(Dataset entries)
==========

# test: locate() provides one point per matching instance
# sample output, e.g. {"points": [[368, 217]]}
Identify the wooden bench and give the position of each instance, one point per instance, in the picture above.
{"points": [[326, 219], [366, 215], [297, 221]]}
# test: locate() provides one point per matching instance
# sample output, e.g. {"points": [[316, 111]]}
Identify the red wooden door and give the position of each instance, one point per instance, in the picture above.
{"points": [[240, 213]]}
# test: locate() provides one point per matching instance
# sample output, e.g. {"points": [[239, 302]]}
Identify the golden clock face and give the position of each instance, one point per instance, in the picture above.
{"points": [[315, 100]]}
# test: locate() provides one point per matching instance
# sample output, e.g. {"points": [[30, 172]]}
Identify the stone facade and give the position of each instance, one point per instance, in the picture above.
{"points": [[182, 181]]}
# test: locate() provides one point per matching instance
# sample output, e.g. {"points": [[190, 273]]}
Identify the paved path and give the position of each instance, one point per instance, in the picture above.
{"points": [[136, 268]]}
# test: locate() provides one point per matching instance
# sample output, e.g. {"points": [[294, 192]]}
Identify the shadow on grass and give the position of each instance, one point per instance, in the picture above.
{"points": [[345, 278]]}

==========

REQUIRED TASK:
Recast every line of the data above as a JSON list of strings, one string per line, omitting any blank lines.

RESULT:
[
  "# test: locate() provides one point per matching instance",
  "# sample output, e.g. {\"points\": [[368, 217]]}",
  "Identify the wooden bench and give the position of each instance, one point per instance, in the picture above.",
  "{\"points\": [[326, 219], [366, 215], [297, 221]]}",
  "# test: locate() provides one point per matching instance",
  "# sample output, e.g. {\"points\": [[316, 111]]}",
  "Identify the red wooden door and give the position of each instance, one point per instance, in the picture above.",
  "{\"points\": [[240, 213]]}",
  "# test: locate() provides one point per matching instance",
  "# sample output, e.g. {\"points\": [[239, 302]]}",
  "Identify the golden clock face and give the position of each instance, one point per instance, in the picture above.",
  "{\"points\": [[315, 100]]}",
  "# test: locate() provides one point per matching instance",
  "# sample output, e.g. {\"points\": [[30, 172]]}",
  "Identify the stone facade and give the position of each instance, one point per instance, in the picture above.",
  "{\"points\": [[182, 181]]}",
  "# test: locate() provides one point per matching instance",
  "# sample output, e.g. {\"points\": [[190, 273]]}",
  "Identify the paved path and give the position of each instance, one point per instance, in the picture above.",
  "{\"points\": [[136, 268]]}",
  "# test: locate() provides one point per matching instance",
  "# sample output, e.g. {\"points\": [[294, 192]]}",
  "Identify the shadow on grass and give the position of each instance, one point per instance, in the picture above.",
  "{\"points\": [[345, 278]]}"
]